### WHAT IS EXPECTED
Rewrite the material below from the line containing "Pick-planner input: for every instance of the steering" through the line containing "point(143, 388)", both lines included, keeping the requests and shifting every point coordinate in the answers by -35.

Stored data
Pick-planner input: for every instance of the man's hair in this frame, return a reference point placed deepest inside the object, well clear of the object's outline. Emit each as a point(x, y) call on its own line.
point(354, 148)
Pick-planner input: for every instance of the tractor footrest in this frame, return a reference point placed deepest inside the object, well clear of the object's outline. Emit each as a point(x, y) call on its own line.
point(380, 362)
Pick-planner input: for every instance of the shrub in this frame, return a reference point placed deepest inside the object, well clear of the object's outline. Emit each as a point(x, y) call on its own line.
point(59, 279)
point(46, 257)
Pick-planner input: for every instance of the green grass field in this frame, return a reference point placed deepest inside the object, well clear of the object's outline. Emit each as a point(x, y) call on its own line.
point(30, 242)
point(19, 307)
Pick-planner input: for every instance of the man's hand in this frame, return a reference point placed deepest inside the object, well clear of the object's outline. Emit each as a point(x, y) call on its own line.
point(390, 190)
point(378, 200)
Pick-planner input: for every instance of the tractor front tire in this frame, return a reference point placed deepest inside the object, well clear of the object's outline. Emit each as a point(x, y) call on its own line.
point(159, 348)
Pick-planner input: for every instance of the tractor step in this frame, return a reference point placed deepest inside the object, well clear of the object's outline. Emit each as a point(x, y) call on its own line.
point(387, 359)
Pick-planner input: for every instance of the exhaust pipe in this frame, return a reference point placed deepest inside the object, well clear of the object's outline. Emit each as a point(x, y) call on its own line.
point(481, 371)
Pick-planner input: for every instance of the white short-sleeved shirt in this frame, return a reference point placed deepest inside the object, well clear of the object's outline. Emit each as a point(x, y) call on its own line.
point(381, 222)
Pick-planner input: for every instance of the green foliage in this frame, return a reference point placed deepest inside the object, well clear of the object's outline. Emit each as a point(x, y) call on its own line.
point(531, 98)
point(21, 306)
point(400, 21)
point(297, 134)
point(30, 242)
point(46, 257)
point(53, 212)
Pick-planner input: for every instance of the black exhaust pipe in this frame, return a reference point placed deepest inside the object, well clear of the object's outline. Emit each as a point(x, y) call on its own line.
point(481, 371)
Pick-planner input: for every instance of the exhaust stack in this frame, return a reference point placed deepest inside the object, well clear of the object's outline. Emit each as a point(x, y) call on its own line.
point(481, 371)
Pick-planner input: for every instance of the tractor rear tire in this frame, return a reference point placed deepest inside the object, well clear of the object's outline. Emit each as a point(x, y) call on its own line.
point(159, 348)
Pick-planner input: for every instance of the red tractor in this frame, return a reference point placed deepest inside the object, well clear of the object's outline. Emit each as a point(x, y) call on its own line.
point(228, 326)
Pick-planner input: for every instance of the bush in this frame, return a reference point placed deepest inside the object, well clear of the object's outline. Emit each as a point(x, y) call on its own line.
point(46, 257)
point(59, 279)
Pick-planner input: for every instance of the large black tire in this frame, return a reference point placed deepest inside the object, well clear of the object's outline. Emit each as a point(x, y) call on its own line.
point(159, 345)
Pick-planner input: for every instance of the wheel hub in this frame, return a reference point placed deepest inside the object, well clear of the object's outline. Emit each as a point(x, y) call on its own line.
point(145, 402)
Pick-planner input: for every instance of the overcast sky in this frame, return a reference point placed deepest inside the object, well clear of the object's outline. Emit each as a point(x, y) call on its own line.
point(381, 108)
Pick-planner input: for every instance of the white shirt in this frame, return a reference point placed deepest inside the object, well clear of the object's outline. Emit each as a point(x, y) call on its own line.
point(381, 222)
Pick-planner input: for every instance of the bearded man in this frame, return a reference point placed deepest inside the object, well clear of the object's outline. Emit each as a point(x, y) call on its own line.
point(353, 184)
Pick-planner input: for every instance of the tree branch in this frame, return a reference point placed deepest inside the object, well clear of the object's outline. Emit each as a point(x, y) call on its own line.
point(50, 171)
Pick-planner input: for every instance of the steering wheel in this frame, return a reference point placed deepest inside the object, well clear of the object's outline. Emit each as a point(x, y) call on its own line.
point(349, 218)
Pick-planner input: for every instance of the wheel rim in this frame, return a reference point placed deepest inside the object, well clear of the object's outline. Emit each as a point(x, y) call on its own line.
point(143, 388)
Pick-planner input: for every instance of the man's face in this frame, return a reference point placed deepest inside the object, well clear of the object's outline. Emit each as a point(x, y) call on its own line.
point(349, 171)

### WRITTEN ANSWER
Pick-planner input: for every instance of the steering wheel in this frame, return a reference point placed deepest inside the object, well clear of the object's outline. Emit each as a point(x, y) call on its own line.
point(314, 183)
Pick-planner input: for every instance of the wheel rim in this frame, return a reference point placed deepest inside the object, well clear of the object's outline. Emit each as a point(x, y) call on its own line.
point(108, 353)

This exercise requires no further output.